◆ Exercise task 1 ◆
Transcribe the aquarium forum thread below from "## idonteatfish (Aug" up to and including "(Aug 13, 2007)".

◆ Extracted text ◆
========================================================================
Thanks Intros.. yep.. that has gotta be it


----------



## Chuppy (Aug 5, 2007)

Heres an update! lol

This time is into the marine tank...









Some of my brown Zoas..... yes they look sort of dull BUT in the night... WOW









See what i mean?









Here's another shot....

More will come
Comments and replies are greatly appreciated


----------



## Chuppy (Aug 5, 2007)

anyone?


----------



## idonteatfish (Aug 31, 2007)

awesome tanks chuppy! keep those pics coming, continue your camera practicing, hehe


----------



## FacePlanted (Aug 13, 2007)

WOW! That pic of the Zoa(?) glowing in the dark is amazing! Even the daytime shots make that one really cool looking specemin! Things like those are what intrigues me about reef keeping. I love the color and detail of all the little creatures. My next project in the far future will be a very small pico reef. Inspired by pictures like these.

I also really like the look of the Erio--It reminds me of an underwater Yucca plant.

-Mike B-


----------



## Chuppy (Aug 5, 2007)

idonteatfish said:


> awesome tanks chuppy! keep those pics coming, continue your camera practicing, hehe


Will do.. that's why this thread exist LOL 

Hopefully i will turn out better

Drew


----------



## Chuppy (Aug 5, 2007)

FacePlanted said:


> WOW! That pic of the Zoa(?) glowing in the dark is amazing! Even the daytime shots make that one really cool looking specemin! Things like those are what intrigues me about reef keeping. I love the color and detail of all the little creatures. My next project in the far future will be a very small pico reef. Inspired by pictures like these.
> 
> I also really like the look of the Erio--It reminds me of an underwater Yucca plant.
> 
> -Mike B-


Glad you liked it :-D

Yeap thats the wonders of reef keeping the colours and the details... In fact, that is what that made me start a nano reef lol....... but you can't really scape a marine tank and predict where the corals will grow.... Scaping a planted tank is way more artistic IMHO


----------



## Chuppy (Aug 5, 2007)

Update

Riccia field slowly coming off~~

















there goes!









CrS hiding









and un-identified plant(help with an id..)









some crypt.
========================================================================
◆ Exercise task 2 ◆
In the entries below, how many lines contain the word "shrub"? Give only the number.

◆ Dataset entries ◆
========================================================================
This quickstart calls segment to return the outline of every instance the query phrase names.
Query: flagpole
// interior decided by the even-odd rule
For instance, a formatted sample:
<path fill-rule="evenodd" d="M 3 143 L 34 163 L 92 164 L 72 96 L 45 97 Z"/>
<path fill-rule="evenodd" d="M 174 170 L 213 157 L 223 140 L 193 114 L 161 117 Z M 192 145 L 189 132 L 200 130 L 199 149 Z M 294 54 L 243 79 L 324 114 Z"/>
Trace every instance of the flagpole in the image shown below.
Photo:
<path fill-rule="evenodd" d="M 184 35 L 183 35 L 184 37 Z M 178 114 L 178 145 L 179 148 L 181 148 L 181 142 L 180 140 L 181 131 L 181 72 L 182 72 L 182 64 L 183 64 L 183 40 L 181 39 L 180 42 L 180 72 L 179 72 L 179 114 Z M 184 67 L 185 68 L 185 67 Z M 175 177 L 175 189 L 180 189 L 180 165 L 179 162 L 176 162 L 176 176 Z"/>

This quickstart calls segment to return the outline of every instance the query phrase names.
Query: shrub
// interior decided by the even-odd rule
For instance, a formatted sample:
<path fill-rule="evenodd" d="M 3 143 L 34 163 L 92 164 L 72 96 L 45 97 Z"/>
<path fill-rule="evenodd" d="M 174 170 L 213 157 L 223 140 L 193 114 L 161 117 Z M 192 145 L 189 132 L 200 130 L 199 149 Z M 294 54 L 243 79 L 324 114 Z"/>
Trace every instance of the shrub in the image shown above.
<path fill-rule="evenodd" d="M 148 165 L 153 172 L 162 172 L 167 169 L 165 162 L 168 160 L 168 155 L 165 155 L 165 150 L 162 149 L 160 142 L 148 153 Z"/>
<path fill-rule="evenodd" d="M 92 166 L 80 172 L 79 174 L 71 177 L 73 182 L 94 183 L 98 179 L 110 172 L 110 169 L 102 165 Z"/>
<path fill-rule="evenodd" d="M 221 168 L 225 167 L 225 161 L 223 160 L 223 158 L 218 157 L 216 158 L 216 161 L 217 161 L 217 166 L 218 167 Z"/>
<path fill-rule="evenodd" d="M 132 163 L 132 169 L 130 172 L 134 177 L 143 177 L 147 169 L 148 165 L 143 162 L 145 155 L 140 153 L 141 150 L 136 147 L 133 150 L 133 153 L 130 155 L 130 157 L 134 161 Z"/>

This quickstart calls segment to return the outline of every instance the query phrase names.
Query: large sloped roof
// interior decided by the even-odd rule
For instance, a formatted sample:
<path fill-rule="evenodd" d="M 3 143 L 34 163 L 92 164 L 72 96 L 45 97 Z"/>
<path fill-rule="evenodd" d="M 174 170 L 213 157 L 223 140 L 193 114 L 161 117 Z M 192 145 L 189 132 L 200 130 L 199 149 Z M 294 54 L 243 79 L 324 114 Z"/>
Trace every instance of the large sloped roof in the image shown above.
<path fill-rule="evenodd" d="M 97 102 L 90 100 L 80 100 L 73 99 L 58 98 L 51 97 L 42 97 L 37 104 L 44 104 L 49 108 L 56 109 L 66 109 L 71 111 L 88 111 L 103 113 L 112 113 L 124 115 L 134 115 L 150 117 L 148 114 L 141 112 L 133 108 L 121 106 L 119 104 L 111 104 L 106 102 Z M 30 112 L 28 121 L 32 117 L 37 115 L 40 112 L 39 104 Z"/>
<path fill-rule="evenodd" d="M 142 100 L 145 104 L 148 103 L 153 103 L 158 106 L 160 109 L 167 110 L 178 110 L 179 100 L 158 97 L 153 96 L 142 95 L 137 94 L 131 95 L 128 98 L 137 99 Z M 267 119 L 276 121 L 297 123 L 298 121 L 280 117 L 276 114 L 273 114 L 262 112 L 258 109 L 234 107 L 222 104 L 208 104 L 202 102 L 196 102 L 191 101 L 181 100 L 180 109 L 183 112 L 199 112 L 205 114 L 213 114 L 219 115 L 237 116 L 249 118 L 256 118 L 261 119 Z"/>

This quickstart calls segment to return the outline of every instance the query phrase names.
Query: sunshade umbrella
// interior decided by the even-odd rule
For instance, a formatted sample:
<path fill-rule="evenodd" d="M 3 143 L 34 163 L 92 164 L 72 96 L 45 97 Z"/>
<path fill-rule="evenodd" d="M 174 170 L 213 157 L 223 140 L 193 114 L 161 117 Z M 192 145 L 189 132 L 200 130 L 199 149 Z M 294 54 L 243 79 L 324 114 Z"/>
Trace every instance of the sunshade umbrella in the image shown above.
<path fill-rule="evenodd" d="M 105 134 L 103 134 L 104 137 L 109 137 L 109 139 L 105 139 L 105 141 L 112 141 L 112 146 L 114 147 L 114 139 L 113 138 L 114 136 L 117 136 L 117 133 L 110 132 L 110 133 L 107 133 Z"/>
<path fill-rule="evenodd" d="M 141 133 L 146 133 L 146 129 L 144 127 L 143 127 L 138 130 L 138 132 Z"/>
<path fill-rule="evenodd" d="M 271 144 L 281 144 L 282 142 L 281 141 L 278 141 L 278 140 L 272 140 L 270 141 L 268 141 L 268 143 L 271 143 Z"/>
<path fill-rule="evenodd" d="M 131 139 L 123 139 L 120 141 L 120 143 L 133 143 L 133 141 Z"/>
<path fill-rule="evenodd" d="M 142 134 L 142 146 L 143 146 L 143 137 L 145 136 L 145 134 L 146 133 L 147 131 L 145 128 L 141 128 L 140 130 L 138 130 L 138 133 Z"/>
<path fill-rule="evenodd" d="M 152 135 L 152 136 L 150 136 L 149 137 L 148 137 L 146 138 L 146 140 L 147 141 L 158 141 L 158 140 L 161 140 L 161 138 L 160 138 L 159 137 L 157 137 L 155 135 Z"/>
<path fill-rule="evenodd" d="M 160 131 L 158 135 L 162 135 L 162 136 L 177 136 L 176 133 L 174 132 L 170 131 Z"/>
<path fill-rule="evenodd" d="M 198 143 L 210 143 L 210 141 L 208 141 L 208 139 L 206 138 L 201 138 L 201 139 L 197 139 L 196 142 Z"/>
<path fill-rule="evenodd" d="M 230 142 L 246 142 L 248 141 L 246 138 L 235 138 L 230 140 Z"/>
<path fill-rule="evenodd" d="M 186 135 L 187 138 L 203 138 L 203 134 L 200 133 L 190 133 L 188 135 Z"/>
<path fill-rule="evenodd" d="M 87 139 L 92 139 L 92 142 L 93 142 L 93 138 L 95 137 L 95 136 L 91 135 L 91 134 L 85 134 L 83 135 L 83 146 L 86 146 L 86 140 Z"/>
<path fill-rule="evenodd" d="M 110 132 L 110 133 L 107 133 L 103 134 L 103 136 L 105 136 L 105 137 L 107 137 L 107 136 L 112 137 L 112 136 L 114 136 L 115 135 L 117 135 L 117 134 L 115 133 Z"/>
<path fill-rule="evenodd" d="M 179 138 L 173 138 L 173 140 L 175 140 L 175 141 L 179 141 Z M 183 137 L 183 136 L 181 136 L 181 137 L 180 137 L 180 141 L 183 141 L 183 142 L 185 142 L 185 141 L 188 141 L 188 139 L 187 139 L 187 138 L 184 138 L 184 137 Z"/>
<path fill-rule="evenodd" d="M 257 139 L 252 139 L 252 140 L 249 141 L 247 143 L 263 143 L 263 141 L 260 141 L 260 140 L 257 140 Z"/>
========================================================================
◆ Complete response 1 ◆
## idonteatfish (Aug 31, 2007)

awesome tanks chuppy! keep those pics coming, continue your camera practicing, hehe


----------



## FacePlanted (Aug 13, 2007)

◆ Complete response 2 ◆
2